Labeled-object pointing entries
· · ·
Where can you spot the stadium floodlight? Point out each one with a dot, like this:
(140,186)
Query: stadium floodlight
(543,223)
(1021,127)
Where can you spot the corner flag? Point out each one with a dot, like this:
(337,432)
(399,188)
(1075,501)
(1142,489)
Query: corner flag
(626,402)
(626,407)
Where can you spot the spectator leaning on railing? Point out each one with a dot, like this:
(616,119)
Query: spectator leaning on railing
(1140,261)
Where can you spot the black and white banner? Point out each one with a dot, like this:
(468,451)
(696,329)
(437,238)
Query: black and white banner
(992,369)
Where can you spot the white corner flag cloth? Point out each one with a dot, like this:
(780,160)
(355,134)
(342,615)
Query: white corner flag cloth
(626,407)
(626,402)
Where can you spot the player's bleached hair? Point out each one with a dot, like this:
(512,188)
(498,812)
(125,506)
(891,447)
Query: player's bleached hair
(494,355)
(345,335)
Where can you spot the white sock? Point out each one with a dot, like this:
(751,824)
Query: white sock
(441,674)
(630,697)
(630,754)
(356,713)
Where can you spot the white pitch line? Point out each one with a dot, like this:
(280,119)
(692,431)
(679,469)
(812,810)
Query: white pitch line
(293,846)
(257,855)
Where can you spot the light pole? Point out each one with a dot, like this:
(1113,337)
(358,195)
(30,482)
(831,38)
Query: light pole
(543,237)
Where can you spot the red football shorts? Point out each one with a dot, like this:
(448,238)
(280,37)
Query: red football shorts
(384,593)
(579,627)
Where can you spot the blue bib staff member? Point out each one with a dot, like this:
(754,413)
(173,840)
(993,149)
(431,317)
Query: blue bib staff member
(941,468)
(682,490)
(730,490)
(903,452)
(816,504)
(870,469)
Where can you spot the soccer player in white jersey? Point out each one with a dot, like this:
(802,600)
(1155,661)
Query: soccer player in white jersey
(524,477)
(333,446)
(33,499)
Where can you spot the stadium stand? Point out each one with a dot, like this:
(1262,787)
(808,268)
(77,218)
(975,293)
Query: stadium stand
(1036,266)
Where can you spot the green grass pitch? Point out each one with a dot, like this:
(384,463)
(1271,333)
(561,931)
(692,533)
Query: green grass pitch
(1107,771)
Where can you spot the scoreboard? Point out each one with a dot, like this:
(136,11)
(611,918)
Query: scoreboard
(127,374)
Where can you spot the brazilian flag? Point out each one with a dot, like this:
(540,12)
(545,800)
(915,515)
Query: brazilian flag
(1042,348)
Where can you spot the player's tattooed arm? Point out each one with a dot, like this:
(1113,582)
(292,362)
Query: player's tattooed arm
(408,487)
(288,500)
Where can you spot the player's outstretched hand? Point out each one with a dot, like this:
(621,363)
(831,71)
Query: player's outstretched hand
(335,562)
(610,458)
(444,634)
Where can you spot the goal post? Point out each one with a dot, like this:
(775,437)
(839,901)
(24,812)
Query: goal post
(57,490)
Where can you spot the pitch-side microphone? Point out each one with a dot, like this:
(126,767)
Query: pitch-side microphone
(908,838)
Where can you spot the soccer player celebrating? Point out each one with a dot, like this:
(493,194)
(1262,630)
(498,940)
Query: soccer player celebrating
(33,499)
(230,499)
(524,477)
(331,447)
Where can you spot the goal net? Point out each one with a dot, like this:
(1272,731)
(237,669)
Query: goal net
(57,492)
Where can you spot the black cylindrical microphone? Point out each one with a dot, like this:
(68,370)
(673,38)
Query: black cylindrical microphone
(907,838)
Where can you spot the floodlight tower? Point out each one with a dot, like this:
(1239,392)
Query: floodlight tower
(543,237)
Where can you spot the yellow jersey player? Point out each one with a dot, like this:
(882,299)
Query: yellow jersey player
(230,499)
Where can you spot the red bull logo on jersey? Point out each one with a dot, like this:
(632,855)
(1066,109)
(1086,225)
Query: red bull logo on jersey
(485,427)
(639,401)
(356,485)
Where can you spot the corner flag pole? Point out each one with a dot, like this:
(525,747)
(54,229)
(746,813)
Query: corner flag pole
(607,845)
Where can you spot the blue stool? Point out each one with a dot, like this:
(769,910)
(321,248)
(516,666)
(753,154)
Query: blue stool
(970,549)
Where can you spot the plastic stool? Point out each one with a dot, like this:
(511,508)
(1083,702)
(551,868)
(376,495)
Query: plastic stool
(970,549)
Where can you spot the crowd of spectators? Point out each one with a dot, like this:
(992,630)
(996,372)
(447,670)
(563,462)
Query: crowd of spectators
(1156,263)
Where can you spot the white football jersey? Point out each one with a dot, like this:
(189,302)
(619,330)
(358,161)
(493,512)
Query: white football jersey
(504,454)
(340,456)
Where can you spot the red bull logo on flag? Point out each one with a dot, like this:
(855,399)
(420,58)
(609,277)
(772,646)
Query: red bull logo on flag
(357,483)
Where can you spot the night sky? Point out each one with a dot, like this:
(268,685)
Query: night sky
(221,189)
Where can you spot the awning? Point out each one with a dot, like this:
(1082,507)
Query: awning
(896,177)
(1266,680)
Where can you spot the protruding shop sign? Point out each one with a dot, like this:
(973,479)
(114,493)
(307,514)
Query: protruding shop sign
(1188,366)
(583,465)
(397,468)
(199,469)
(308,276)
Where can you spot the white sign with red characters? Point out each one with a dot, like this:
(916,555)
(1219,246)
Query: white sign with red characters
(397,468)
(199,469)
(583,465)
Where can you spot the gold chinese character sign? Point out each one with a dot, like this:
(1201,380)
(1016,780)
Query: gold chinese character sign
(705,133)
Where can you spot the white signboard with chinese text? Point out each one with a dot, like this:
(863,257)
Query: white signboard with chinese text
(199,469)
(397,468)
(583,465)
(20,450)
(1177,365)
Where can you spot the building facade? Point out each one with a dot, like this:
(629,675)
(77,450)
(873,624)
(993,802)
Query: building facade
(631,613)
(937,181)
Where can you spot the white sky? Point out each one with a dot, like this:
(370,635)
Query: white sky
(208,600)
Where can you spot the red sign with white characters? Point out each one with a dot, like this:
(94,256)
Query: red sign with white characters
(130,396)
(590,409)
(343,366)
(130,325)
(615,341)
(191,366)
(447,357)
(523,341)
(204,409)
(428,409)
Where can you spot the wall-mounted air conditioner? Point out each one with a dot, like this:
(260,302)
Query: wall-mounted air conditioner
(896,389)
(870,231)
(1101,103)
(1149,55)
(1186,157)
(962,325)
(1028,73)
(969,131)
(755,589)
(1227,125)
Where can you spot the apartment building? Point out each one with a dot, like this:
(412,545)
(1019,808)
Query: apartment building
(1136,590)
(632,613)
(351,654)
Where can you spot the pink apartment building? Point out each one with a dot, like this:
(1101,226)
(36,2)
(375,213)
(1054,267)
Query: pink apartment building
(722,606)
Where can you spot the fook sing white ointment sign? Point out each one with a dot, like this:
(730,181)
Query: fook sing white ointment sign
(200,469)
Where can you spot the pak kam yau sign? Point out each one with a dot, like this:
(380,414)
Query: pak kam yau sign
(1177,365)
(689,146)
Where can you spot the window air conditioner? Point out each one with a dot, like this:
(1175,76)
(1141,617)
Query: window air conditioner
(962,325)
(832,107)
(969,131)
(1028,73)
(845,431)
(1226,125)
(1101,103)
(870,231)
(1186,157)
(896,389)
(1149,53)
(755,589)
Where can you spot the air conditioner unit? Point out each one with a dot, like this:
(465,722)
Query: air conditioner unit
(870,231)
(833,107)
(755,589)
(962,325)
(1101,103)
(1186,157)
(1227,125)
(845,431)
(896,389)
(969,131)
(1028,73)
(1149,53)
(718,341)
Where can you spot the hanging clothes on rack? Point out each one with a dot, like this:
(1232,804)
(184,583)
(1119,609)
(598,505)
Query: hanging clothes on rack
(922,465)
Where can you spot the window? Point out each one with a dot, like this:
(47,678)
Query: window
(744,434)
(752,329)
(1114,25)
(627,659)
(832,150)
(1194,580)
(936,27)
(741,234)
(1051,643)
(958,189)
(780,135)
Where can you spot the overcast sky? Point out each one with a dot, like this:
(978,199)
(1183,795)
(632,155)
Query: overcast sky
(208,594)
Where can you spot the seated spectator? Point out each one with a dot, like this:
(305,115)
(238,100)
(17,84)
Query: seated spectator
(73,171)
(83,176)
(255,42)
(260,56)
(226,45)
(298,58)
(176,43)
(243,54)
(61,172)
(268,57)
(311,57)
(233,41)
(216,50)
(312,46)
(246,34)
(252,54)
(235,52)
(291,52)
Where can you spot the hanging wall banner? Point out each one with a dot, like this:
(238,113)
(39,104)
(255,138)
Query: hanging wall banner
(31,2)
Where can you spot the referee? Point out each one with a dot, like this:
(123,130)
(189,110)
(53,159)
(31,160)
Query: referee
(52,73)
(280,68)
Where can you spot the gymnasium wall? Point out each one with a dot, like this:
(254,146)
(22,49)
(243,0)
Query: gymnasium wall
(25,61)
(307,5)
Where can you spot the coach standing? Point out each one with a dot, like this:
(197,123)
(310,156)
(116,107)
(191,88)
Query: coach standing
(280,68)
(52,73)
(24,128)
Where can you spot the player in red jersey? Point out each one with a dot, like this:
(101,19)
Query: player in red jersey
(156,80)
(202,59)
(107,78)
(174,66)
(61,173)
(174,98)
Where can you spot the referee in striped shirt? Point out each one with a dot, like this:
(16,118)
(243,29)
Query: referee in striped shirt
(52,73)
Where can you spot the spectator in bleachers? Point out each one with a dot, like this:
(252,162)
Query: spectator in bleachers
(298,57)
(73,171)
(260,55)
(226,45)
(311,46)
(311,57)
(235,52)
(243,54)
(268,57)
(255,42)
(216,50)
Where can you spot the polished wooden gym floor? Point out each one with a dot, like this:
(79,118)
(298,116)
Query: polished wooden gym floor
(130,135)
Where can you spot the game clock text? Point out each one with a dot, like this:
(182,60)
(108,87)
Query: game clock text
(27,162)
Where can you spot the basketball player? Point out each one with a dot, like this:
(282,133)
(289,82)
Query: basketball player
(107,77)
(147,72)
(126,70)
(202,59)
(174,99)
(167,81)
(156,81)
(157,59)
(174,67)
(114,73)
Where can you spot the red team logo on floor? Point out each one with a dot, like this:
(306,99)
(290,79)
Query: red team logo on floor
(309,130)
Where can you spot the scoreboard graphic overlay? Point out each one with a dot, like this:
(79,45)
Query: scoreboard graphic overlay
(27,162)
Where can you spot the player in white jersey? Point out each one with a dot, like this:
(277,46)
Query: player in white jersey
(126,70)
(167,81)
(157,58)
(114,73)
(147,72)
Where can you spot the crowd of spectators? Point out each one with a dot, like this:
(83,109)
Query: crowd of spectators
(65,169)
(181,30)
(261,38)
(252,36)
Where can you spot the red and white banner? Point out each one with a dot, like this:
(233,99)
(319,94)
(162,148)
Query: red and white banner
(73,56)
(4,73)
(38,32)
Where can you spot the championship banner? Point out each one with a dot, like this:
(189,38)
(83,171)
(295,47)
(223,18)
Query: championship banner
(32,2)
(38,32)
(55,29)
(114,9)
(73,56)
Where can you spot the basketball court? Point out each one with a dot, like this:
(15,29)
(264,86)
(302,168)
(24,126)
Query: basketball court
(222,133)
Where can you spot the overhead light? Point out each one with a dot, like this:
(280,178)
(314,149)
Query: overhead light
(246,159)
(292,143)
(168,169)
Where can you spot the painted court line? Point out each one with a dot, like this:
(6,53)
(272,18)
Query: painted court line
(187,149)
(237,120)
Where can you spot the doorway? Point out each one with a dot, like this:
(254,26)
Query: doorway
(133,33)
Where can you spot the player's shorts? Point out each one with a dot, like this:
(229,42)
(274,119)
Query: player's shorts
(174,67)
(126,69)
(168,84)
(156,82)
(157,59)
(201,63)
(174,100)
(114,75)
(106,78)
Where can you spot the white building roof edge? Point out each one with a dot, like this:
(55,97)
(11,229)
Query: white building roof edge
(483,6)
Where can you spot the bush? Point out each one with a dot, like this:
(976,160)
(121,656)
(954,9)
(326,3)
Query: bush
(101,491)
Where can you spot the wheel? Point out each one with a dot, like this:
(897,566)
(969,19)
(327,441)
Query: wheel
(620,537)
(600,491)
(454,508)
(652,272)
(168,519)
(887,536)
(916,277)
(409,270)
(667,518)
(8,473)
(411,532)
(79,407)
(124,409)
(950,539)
· · ·
### Task to complete
Return verbatim the lines of the listing from the line containing "Where can you spot the white building" through the final line of the listing, both ends included, and nothing else.

### Answer for the task
Where can you spot the white building roof edge? Point out each one with a dot, like this:
(55,97)
(11,229)
Query: white building roof edge
(483,6)
Where can you spot the bush? Point out each one with a dot, like this:
(976,160)
(121,656)
(954,9)
(326,3)
Query: bush
(101,491)
Where can you spot the wheel? Point out each one with a dot, like this:
(897,566)
(969,19)
(327,441)
Query: wheel
(620,537)
(600,491)
(454,508)
(652,272)
(168,519)
(887,536)
(916,277)
(409,270)
(667,518)
(8,473)
(411,532)
(79,407)
(124,409)
(950,539)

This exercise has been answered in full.